## Document passage
--- START ---
Originally published at: http://boingboing.net/2015/07/23/when-scientists-hoard-data-no.html


Not saying that pharma companies shouldn’t be more forthcoming with clinical trial data, but isn’t this “MOAR DATA = BETTER” impulse something you routinely bash in the context of Big Data? Not all clinical trial data is created equal - it’s actually quite difficult to design a good study that will tell you what you want to know at the end. Mashing together clinical data from a bunch of different sources seems like a recipe for trouble.


Ben Goldacre has an answer to this too. There are meta-reviews where different studies are compared. This isn’t a simple average all the results. Even if everyone is doing the same experiment, you have to find out how many data points people had, and whether some people have more scatter than others. There are probably many orders of magnitude more schoolchildren measuring the earths gravitational constant then there are new peer-reviewed experiments that actually come up with a better figure, and yet the single peer-reviewed result is good, and the average of all results is meaningless.
--- END ---
## Prompt 1
In the forum thread on clinical trial data, why does the first commenter doubt that combining clinical data from many sources is a good idea? Answer in one to three sentences.
## Prompt 2
From the forum thread on clinical trial data, transcribe the passage that begins with the words containing "Ben Goldacre has" and ends with "results is meaningless.".

## Given entries
--- START ---
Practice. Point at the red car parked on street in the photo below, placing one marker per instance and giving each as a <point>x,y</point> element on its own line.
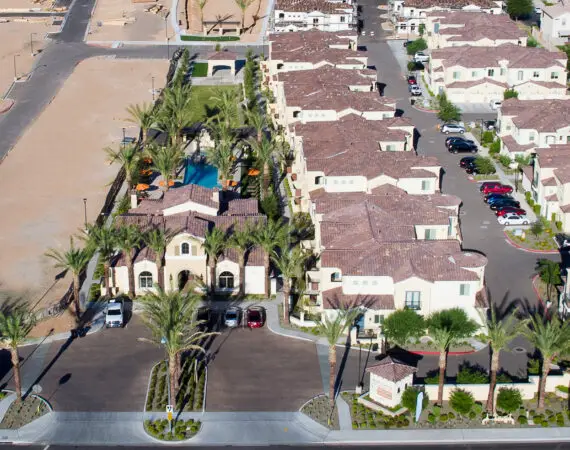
<point>496,188</point>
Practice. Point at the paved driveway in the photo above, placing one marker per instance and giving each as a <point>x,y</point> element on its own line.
<point>256,370</point>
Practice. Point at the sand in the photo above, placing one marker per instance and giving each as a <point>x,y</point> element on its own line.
<point>58,162</point>
<point>15,40</point>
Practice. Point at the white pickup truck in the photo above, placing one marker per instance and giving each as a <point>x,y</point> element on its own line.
<point>114,317</point>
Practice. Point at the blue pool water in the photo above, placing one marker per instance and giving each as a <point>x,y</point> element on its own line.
<point>201,174</point>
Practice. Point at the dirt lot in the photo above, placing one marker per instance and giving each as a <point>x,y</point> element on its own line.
<point>58,162</point>
<point>228,9</point>
<point>122,20</point>
<point>15,40</point>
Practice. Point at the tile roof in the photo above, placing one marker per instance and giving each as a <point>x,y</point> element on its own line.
<point>309,6</point>
<point>328,75</point>
<point>321,96</point>
<point>335,299</point>
<point>391,369</point>
<point>540,115</point>
<point>517,57</point>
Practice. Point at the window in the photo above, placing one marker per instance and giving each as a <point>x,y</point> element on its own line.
<point>145,280</point>
<point>413,300</point>
<point>226,280</point>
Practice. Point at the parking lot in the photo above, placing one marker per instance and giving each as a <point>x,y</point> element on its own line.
<point>256,370</point>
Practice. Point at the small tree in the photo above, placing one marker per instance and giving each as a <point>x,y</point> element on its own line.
<point>410,399</point>
<point>549,272</point>
<point>510,93</point>
<point>402,325</point>
<point>462,401</point>
<point>509,400</point>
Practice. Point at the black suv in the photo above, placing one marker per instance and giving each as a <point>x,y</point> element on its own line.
<point>462,146</point>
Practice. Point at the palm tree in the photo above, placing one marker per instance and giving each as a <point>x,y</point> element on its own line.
<point>241,240</point>
<point>143,116</point>
<point>333,329</point>
<point>104,241</point>
<point>446,328</point>
<point>243,5</point>
<point>499,334</point>
<point>171,318</point>
<point>263,153</point>
<point>552,339</point>
<point>75,260</point>
<point>222,158</point>
<point>129,157</point>
<point>14,328</point>
<point>257,121</point>
<point>129,238</point>
<point>166,161</point>
<point>269,236</point>
<point>214,244</point>
<point>291,264</point>
<point>157,239</point>
<point>226,102</point>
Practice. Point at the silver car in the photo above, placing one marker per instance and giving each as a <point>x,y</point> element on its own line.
<point>232,317</point>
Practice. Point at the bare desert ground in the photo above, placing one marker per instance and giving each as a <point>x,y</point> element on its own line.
<point>15,41</point>
<point>58,162</point>
<point>216,9</point>
<point>123,20</point>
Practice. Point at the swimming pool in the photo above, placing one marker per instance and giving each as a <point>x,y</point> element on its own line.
<point>201,174</point>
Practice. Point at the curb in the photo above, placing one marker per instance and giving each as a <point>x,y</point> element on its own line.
<point>528,250</point>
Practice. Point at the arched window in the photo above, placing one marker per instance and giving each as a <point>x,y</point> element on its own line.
--- END ---
## Task answer 1
The commenter points out that not all clinical trial data is created equal, because designing a good study that answers the intended question is quite difficult. For that reason, mashing together clinical data from many different sources looks like a recipe for trouble.

## Task answer 2
Ben Goldacre has an answer to this too. There are meta-reviews where different studies are compared. This isn’t a simple average all the results. Even if everyone is doing the same experiment, you have to find out how many data points people had, and whether some people have more scatter than others. There are probably many orders of magnitude more schoolchildren measuring the earths gravitational constant then there are new peer-reviewed experiments that actually come up with a better figure, and yet the single peer-reviewed result is good, and the average of all results is meaningless.